> _What to produce_:
Could you convert the material below into a JSON list of strings, with each line as its own string and blank lines left out?
--- begin Dataset excerpts ---
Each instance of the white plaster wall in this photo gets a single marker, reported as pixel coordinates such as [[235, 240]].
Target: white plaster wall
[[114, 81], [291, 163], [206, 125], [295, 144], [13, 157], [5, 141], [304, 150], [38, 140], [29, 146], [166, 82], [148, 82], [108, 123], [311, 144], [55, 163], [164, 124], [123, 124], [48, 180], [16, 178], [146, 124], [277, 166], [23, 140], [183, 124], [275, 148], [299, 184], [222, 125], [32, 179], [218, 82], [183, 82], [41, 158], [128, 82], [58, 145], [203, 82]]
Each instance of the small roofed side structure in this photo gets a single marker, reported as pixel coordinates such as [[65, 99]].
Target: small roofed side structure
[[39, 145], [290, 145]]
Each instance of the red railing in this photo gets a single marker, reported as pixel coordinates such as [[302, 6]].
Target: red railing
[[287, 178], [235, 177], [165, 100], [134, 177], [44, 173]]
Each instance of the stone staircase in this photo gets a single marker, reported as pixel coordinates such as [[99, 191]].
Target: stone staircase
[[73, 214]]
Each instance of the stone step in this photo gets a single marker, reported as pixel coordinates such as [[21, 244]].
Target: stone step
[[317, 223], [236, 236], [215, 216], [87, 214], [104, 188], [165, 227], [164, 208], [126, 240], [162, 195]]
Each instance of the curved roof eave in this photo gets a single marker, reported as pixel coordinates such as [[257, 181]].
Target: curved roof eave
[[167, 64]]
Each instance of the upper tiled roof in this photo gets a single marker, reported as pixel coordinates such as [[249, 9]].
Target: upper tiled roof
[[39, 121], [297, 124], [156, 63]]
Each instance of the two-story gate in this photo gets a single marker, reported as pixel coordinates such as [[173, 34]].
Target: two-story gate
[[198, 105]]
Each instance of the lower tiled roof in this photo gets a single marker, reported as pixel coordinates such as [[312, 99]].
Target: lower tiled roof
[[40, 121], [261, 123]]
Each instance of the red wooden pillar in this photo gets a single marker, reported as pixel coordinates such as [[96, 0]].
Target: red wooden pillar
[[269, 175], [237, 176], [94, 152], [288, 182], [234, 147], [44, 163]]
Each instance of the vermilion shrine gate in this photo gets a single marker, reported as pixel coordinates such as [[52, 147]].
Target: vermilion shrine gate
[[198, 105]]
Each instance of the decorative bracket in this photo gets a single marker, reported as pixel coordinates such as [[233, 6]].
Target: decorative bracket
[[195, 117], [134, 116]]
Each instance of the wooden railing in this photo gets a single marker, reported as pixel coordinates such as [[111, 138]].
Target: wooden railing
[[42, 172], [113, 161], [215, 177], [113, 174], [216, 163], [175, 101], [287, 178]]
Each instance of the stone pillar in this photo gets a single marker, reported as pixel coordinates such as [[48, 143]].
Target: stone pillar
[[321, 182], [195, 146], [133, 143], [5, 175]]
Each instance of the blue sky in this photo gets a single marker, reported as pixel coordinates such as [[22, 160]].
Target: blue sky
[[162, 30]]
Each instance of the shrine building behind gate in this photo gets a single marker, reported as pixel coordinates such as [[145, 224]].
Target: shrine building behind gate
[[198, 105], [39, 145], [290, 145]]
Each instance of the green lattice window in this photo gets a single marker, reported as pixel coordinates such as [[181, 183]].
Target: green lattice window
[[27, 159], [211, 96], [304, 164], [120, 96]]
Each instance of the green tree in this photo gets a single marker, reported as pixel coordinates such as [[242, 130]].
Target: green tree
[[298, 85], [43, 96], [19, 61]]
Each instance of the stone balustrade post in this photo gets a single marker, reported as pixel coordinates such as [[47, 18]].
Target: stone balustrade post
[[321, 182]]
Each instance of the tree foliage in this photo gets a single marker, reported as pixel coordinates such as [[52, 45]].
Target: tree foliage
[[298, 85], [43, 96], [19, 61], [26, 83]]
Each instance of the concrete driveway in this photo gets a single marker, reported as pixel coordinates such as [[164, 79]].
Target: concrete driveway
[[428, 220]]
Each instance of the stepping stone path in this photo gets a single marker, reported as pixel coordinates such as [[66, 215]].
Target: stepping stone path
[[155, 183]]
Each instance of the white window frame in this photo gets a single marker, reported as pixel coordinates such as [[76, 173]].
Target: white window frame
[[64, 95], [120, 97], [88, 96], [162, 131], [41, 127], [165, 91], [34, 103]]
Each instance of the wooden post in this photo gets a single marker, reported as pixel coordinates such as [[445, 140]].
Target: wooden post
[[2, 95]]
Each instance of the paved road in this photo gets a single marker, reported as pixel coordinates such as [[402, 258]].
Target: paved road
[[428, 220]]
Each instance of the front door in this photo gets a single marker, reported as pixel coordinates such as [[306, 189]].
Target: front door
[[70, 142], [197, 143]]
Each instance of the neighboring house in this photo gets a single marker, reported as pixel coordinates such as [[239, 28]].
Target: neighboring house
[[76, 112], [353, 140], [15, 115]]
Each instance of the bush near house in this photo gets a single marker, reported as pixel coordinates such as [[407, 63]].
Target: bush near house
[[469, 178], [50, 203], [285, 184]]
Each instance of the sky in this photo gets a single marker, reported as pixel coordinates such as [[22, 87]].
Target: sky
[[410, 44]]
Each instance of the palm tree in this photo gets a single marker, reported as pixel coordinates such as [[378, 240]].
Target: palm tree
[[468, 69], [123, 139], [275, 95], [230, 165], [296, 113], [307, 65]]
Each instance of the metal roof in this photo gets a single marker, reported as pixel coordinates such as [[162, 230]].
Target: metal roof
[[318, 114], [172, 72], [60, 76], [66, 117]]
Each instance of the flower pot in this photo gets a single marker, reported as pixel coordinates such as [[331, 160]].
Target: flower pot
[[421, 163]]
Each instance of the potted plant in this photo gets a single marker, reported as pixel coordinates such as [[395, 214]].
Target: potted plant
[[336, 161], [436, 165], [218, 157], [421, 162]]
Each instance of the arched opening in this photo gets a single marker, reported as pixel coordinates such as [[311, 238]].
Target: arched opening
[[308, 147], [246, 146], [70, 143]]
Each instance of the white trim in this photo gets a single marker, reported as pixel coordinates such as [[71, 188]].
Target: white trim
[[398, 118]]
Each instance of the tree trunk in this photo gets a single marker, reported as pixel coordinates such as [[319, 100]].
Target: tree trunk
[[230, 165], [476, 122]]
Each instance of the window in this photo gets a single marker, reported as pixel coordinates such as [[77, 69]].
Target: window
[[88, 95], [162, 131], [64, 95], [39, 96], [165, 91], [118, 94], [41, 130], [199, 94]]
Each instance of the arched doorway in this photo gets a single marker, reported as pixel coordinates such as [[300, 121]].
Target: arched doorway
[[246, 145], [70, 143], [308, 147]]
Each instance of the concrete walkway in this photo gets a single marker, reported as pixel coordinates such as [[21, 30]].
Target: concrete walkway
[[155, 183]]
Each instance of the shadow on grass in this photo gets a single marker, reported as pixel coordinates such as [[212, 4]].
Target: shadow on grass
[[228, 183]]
--- end Dataset excerpts ---
> _Exercise response_:
[
  "Each instance of the white plaster wall in this photo gets a single marker, reported as pixel coordinates such as [[235, 240]].",
  "Target: white plaster wall",
  "[[114, 81], [291, 163], [206, 125], [295, 144], [13, 157], [5, 141], [304, 150], [38, 140], [29, 146], [166, 82], [148, 82], [108, 123], [311, 144], [55, 163], [164, 124], [123, 124], [48, 180], [16, 178], [146, 124], [277, 166], [23, 140], [183, 124], [275, 148], [299, 184], [222, 125], [32, 179], [218, 82], [183, 82], [41, 158], [128, 82], [58, 145], [203, 82]]",
  "Each instance of the small roofed side structure in this photo gets a single marker, reported as pixel coordinates such as [[65, 99]].",
  "Target: small roofed side structure",
  "[[39, 145], [290, 145]]",
  "Each instance of the red railing in this photo gets a single marker, reported as pixel coordinates such as [[302, 6]].",
  "Target: red railing",
  "[[287, 178], [235, 177], [165, 100], [134, 177], [44, 173]]",
  "Each instance of the stone staircase in this photo gets a single marker, reported as pixel coordinates such as [[99, 191]].",
  "Target: stone staircase",
  "[[73, 214]]",
  "Each instance of the stone step in this photo gets a single marker, reported as pixel coordinates such as [[21, 244]].",
  "Target: stone step",
  "[[317, 223], [236, 236], [215, 216], [87, 214], [104, 188], [165, 227], [164, 208], [126, 240], [162, 195]]",
  "Each instance of the curved roof eave in this photo gets a single marker, reported as pixel coordinates such as [[257, 181]].",
  "Target: curved roof eave",
  "[[167, 64]]",
  "Each instance of the upper tiled roof in this photo gets a single marker, reported as pixel coordinates such as [[249, 9]].",
  "Target: upper tiled roof",
  "[[39, 121], [297, 124], [156, 63]]",
  "Each instance of the two-story gate in this photo gets a single marker, reported as pixel coordinates such as [[173, 34]].",
  "Target: two-story gate",
  "[[198, 105]]",
  "Each instance of the lower tiled roof in this photo gets a single marker, reported as pixel coordinates such as [[312, 99]].",
  "Target: lower tiled roof",
  "[[40, 121], [261, 123]]",
  "Each instance of the red wooden pillar in this photo gets a single marker, reported as pixel coordinates such as [[96, 0]].",
  "Target: red wooden pillar",
  "[[269, 175], [237, 176], [94, 152], [288, 182], [234, 147], [44, 163]]",
  "Each instance of the vermilion shrine gate in this photo gets a single marker, reported as pixel coordinates such as [[52, 147]].",
  "Target: vermilion shrine gate",
  "[[198, 105]]",
  "Each instance of the decorative bracket in this photo gets a single marker, reported as pixel coordinates such as [[233, 6]].",
  "Target: decorative bracket",
  "[[195, 117], [134, 116]]",
  "Each instance of the wooden railing in this photo gets a single marker, reported as pixel coordinates such as [[111, 138]].",
  "Target: wooden railing",
  "[[42, 172], [113, 161], [215, 177], [113, 174], [216, 163], [175, 101], [287, 178]]",
  "Each instance of the stone pillar in this photo gets a single marker, reported as pixel coordinates such as [[48, 143]].",
  "Target: stone pillar",
  "[[321, 182], [195, 146], [133, 143], [5, 175]]",
  "Each instance of the blue sky in this photo gets a single marker, reported as pixel coordinates such as [[22, 160]].",
  "Target: blue sky",
  "[[162, 30]]",
  "Each instance of the shrine building behind gate in this photo gets a single marker, reported as pixel coordinates such as [[145, 224]].",
  "Target: shrine building behind gate",
  "[[198, 105], [39, 145], [290, 145]]",
  "Each instance of the green lattice window in this photo gets a single marker, reported as pixel coordinates such as [[181, 183]].",
  "Target: green lattice window",
  "[[27, 159], [211, 96], [304, 164], [120, 96]]",
  "Each instance of the green tree in this photo gets a single marker, reported as pixel coordinates such as [[242, 130]].",
  "Target: green tree",
  "[[298, 85], [43, 96], [19, 61]]",
  "Each instance of the stone balustrade post in this photo gets a single marker, reported as pixel coordinates such as [[47, 18]].",
  "Target: stone balustrade post",
  "[[321, 182]]",
  "Each instance of the tree foliage in this photo gets a single marker, reported as pixel coordinates such as [[52, 45]].",
  "Target: tree foliage",
  "[[298, 85], [43, 96], [19, 61], [26, 83]]",
  "Each instance of the concrete driveway in this photo gets a single marker, reported as pixel coordinates such as [[164, 79]].",
  "Target: concrete driveway",
  "[[428, 220]]",
  "Each instance of the stepping stone path in this photo gets a single marker, reported as pixel coordinates such as [[66, 215]].",
  "Target: stepping stone path",
  "[[155, 183]]",
  "Each instance of the white window frame in this photo gets a single marker, reported as pixel coordinates such as [[76, 173]].",
  "Target: white window frame",
  "[[64, 95], [120, 97], [88, 96], [162, 131], [41, 127], [165, 91], [34, 103]]",
  "Each instance of the wooden post in this photo gets a single marker, reported as pixel coordinates such as [[445, 140]].",
  "Target: wooden post",
  "[[2, 95]]",
  "Each instance of the paved road in this photo gets a single marker, reported as pixel coordinates such as [[402, 258]].",
  "Target: paved road",
  "[[428, 220]]",
  "Each instance of the front door in this photo gets a single marker, reported as pixel coordinates such as [[306, 189]].",
  "Target: front door",
  "[[70, 142], [197, 143]]",
  "Each instance of the neighboring house in this photo gets a single marker, reported as pixel coordinates such as [[239, 28]].",
  "Target: neighboring house",
  "[[76, 112], [353, 140], [15, 115]]",
  "Each instance of the bush near house in this photo gets a single marker, reported as pixel coordinates such as [[407, 63]].",
  "Target: bush near house",
  "[[469, 178], [50, 203], [285, 184]]",
  "Each instance of the sky in this photo gets a single marker, reported as pixel coordinates such as [[22, 87]].",
  "Target: sky",
  "[[410, 44]]",
  "Each instance of the palm tree in this photo gets a single marker, reported as pixel coordinates such as [[378, 240]].",
  "Target: palm tree",
  "[[468, 69], [123, 139], [275, 95], [230, 165], [296, 113], [307, 65]]",
  "Each instance of the metal roof in this photo gets a single marker, reported as pixel coordinates such as [[162, 230]].",
  "Target: metal roof",
  "[[318, 114], [172, 72], [60, 76], [66, 117]]",
  "Each instance of the flower pot in this photo gets a single marker, reported as pixel coordinates such as [[331, 160]].",
  "Target: flower pot",
  "[[421, 163]]",
  "Each instance of the potted plant in this photo gets a single marker, reported as pixel coordinates such as [[395, 214]].",
  "Target: potted plant",
  "[[336, 161], [436, 165], [218, 157], [421, 162]]",
  "Each instance of the arched opening in this photo gets a single marker, reported as pixel coordinates such as [[311, 238]].",
  "Target: arched opening",
  "[[308, 147], [246, 146], [70, 143]]",
  "Each instance of the white trim in this photo gets a single marker, reported as pixel coordinates such as [[71, 188]].",
  "Target: white trim",
  "[[398, 118]]",
  "Each instance of the tree trunk in this photo gets a single marker, reported as pixel coordinates such as [[319, 100]].",
  "Target: tree trunk",
  "[[230, 165], [476, 122]]",
  "Each instance of the window in this photo gets a single marker, reported as pixel coordinates such as [[77, 69]].",
  "Target: window",
  "[[88, 95], [162, 131], [64, 95], [39, 96], [165, 91], [118, 94], [41, 130], [199, 94]]",
  "Each instance of the arched doorway in this photo gets a single marker, reported as pixel coordinates such as [[300, 121]].",
  "Target: arched doorway",
  "[[246, 145], [70, 143], [308, 147]]",
  "Each instance of the concrete walkway in this photo gets a single marker, reported as pixel coordinates such as [[21, 30]].",
  "Target: concrete walkway",
  "[[155, 183]]",
  "Each instance of the shadow on grass in this photo gets a single marker, reported as pixel coordinates such as [[212, 4]].",
  "Target: shadow on grass",
  "[[228, 183]]"
]